*** Opening of RECORD EXTRACTS ***

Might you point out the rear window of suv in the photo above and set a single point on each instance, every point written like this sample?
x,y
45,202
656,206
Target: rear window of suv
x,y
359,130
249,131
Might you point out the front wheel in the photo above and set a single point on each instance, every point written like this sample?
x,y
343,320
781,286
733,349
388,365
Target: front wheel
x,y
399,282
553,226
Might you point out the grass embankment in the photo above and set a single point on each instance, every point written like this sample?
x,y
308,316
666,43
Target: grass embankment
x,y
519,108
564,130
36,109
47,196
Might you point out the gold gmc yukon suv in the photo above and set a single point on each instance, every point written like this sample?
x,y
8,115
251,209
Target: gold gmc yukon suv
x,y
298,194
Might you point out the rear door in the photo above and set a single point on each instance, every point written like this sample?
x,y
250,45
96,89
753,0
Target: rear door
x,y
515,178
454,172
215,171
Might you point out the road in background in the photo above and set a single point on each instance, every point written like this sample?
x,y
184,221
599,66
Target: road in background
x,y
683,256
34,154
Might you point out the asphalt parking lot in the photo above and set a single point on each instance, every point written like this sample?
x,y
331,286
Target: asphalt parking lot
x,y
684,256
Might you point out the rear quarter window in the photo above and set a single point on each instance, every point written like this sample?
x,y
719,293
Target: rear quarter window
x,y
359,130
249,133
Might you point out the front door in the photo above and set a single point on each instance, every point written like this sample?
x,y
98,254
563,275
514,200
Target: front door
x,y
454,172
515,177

*** Close of RECORD EXTRACTS ***

→ **WHAT THE EXERCISE ASKS**:
Find all the lines with "sample" in the data and copy them.

→ **TASK OUTPUT**:
Might you point out the rear window of suv in the photo above and set a single point on each instance, every point written like this sample?
Might you point out the front wheel in the photo above and set a single point on each instance, every point written like this sample?
Might you point out the grass embankment in the photo above and set a single point on each instance, every point written like this sample?
Might you point out the gold gmc yukon suv in the photo above and set a single point on each instance, every point written like this sample?
Might you point out the rear door in the photo above and set a single point on each instance, every point written like this sample?
Might you point out the road in background in the photo above and set a single point on each instance, every point written like this sample?
Might you point out the asphalt parking lot in the photo above and set a single point on each instance, every point written like this sample?
Might you point out the rear quarter window in the photo above and set a single point on each instance, every point written like this sample?
Might you point out the front door in the photo above and set a single point on each instance, every point written like this sample?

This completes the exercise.